^ I would agree with your summary. Naturally, they don't wear the shooting suits to market but they will mix a tweed jacket or shooting coat with working trousers and wellies. The key point is that tweed is worn by all classes in the country.
I would agree with your point about the Northern towns. Like the market towns of Dorset, Wiltshire etc, they are part of the "white flight" from Greater London. Most attractive towns within around two hours of London by train are experiencing a huge influx of middle class families and retirees.
Some people have a real hang up about class status. Let me tell you as someone brought up on a council estate theres no shame in having money or wearing your old college tie. Not that I wear mine (Mundella Boys 79-82). Nor is it some sort of elite club having nice clothes made. Lets not pretend banging on a pair of five pockets, converse and vintage sweatshirt with a frayed cuff is any sort of style. Thats the sort of stuff my window cleaner wears.
Last edited by formby (2013-09-10 12:30:33)
Last edited by formby (2013-09-10 14:32:13)

========================================================================

▶ _To be done_
[A] In the forum posts about tweed and class, who is said to wear tweed in the country?
[B] Extend the forum posts about tweed and class with one more post that picks up after the last one shown.

▶ _Data lines_
========================================================================

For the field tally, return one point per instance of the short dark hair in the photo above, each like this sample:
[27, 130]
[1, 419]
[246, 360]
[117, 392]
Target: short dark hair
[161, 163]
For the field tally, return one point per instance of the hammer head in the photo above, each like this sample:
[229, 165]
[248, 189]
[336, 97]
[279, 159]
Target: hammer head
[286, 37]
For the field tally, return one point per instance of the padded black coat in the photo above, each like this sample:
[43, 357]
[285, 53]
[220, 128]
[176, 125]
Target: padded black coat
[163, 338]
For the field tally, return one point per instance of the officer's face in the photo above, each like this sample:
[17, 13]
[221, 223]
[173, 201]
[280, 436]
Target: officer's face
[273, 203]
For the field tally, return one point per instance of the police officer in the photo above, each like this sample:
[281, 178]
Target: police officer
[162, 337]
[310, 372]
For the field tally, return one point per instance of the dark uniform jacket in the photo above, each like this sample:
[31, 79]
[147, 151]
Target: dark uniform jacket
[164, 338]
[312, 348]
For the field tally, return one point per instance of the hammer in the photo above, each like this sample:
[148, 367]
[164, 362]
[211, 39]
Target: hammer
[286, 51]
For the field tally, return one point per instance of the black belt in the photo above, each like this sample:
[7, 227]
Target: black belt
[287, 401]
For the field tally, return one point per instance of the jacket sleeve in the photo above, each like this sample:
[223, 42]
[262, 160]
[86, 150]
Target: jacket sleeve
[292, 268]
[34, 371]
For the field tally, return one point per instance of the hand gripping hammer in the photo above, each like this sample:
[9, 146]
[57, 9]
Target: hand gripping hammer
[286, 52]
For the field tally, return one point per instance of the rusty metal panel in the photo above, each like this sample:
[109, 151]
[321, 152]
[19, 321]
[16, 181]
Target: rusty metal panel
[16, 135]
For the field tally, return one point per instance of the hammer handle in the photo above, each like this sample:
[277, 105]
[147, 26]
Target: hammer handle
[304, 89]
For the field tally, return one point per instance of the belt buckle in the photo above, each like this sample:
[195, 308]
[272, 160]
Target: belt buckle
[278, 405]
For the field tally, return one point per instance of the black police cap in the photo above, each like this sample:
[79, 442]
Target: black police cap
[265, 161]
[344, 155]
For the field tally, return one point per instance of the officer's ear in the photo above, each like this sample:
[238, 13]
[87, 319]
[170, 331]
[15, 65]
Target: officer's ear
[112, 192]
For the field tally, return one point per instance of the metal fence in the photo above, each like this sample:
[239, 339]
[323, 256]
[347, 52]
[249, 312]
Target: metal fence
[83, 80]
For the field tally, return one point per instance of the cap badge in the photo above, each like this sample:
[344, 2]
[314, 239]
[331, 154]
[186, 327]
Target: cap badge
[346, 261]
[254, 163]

========================================================================

▶ _Answers to the tasks_
[A] All classes.

[B]
It's about educashun.
A cheap, nasty and badly cut suit, along with something polyester from Tierack will stand out in any room.
If the suit is such a great delineator of bearing, status and class, why is it not as popular as it once was?
Perhaps, in our post-democratic world, we, I mean I, no longer need the great leveller of the suit and this is why so many industries and organisations have eschewed this dress code?
I don't know, but I do believe in dressing with the authority and respect for your work position. And you can still gauge someone's white or blue collar status from what they are wearing on their commute - to an extent anyway.
Hmmm, I think Formby may be right, rank certainly sits better with us English, than class.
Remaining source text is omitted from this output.